What you will do:
Your answer must hold only the lines below from the line containing "160L90 158L50 162V166L128" through the line containing "box: [52, 15, 174, 275]", each reproduced exactly.

Provided information:
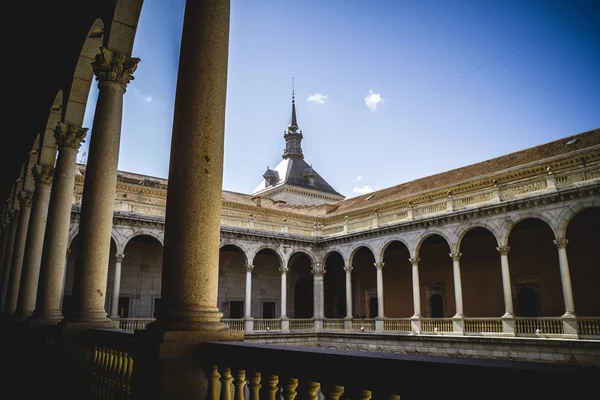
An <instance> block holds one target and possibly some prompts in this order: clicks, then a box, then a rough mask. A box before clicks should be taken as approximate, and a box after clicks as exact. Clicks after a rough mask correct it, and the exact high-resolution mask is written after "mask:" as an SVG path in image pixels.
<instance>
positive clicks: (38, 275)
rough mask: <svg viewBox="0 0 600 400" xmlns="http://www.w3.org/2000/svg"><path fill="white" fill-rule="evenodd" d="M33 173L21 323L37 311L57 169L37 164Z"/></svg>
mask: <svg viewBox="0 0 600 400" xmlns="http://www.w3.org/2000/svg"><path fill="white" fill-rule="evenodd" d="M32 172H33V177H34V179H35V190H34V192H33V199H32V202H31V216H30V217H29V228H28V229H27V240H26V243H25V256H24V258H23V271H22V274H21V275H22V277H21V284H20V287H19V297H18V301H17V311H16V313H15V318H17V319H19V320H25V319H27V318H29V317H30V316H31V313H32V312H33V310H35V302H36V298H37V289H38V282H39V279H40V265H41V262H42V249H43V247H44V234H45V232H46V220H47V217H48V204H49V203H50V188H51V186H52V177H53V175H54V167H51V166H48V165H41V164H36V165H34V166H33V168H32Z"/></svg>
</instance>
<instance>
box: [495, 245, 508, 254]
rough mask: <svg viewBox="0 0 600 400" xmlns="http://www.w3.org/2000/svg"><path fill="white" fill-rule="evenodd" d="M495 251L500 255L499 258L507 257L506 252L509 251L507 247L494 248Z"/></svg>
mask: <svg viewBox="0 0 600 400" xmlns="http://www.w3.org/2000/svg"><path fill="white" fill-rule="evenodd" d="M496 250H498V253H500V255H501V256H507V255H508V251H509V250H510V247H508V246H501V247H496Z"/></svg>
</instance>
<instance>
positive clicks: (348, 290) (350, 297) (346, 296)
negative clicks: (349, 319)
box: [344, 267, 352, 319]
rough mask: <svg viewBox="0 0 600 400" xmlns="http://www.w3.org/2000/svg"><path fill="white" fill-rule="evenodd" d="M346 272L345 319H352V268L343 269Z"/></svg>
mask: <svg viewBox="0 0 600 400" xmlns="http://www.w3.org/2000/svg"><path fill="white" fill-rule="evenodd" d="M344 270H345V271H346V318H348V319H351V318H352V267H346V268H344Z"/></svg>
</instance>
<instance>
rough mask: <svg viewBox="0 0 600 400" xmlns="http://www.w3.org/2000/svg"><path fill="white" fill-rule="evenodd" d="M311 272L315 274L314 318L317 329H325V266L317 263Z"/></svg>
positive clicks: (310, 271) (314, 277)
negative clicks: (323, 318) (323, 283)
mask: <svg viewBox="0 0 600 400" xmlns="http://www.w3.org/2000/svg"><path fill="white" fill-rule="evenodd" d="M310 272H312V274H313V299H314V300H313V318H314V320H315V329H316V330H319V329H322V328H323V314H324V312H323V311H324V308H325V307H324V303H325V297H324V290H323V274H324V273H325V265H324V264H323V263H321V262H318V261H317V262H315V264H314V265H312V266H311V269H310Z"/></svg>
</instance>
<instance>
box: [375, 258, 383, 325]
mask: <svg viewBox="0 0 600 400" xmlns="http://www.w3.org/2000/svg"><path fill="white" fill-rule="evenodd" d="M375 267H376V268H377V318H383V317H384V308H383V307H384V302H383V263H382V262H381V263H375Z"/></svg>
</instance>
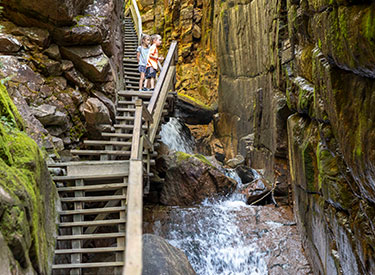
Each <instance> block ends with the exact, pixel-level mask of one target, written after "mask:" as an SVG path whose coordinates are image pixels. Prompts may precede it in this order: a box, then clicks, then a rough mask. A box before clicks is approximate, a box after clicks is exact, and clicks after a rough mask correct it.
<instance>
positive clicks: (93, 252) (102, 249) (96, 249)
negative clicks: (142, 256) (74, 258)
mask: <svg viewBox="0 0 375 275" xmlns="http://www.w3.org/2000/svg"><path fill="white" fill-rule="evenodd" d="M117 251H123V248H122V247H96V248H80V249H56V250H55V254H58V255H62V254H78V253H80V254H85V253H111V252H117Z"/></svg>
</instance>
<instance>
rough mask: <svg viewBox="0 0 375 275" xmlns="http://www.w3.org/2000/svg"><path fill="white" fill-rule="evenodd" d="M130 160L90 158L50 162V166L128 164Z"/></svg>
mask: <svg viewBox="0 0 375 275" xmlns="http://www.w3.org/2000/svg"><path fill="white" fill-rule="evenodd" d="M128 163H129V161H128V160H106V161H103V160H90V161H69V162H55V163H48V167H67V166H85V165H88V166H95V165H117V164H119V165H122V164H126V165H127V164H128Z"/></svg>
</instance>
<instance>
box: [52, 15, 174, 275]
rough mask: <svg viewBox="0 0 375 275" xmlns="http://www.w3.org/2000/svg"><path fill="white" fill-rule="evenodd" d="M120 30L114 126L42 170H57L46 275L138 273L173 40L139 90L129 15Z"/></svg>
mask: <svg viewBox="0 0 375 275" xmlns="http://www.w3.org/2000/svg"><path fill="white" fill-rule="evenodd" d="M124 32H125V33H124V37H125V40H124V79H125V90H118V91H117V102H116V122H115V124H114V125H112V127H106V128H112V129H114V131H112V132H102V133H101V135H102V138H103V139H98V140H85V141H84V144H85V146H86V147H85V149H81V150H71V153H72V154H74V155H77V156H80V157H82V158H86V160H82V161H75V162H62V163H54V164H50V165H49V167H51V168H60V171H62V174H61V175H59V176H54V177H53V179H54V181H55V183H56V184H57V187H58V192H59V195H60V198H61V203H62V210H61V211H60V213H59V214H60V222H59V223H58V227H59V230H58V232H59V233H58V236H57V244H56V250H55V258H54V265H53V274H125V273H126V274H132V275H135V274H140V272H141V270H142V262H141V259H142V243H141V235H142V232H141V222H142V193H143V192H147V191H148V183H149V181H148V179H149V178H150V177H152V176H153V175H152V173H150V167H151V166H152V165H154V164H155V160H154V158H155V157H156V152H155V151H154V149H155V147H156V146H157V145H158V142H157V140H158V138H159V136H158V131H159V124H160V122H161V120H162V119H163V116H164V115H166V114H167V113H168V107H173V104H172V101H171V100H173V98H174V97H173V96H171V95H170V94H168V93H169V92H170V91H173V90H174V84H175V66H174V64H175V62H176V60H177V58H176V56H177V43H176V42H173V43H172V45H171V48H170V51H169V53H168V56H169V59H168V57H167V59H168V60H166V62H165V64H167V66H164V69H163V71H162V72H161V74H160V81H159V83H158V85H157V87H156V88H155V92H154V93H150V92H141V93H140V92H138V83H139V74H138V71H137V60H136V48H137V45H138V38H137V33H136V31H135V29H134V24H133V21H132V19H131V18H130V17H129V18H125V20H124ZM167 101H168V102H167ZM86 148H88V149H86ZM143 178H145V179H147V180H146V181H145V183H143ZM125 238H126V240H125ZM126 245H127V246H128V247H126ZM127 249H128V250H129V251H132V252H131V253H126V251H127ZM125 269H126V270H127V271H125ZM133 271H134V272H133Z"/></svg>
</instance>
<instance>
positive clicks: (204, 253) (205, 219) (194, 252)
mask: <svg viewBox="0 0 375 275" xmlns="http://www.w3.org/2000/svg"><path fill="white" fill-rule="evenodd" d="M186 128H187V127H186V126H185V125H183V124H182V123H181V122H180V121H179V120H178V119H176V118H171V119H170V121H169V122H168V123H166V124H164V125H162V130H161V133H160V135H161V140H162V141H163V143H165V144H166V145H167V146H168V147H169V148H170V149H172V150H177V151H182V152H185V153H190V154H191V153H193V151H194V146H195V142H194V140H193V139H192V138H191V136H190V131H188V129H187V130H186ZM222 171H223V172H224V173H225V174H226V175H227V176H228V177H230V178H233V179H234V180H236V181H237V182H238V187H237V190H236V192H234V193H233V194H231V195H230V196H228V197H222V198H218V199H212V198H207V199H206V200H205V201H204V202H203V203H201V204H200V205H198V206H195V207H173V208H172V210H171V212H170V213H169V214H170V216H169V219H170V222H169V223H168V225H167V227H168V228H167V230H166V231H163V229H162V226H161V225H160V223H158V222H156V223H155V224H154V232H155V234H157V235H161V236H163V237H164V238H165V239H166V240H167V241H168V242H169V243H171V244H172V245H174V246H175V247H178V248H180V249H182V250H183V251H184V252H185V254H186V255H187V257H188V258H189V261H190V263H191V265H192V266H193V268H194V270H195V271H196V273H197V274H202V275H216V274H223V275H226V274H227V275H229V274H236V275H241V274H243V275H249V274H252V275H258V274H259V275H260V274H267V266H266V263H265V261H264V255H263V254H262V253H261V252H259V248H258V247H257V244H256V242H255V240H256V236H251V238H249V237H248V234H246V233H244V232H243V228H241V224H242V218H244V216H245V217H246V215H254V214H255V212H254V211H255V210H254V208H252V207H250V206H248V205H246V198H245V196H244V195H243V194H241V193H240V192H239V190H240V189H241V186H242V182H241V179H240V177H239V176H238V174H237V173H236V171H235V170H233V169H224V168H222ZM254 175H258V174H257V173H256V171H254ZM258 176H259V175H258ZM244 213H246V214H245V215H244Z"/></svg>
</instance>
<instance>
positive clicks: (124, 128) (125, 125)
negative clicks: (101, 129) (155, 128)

Output:
rough mask: <svg viewBox="0 0 375 275" xmlns="http://www.w3.org/2000/svg"><path fill="white" fill-rule="evenodd" d="M130 160L90 158L50 162V166L128 164Z"/></svg>
mask: <svg viewBox="0 0 375 275" xmlns="http://www.w3.org/2000/svg"><path fill="white" fill-rule="evenodd" d="M128 163H129V161H128V160H106V161H103V160H90V161H69V162H55V163H48V167H67V166H85V165H88V166H95V165H117V164H119V165H122V164H126V165H127V164H128Z"/></svg>
</instance>
<instance>
box: [52, 15, 174, 275]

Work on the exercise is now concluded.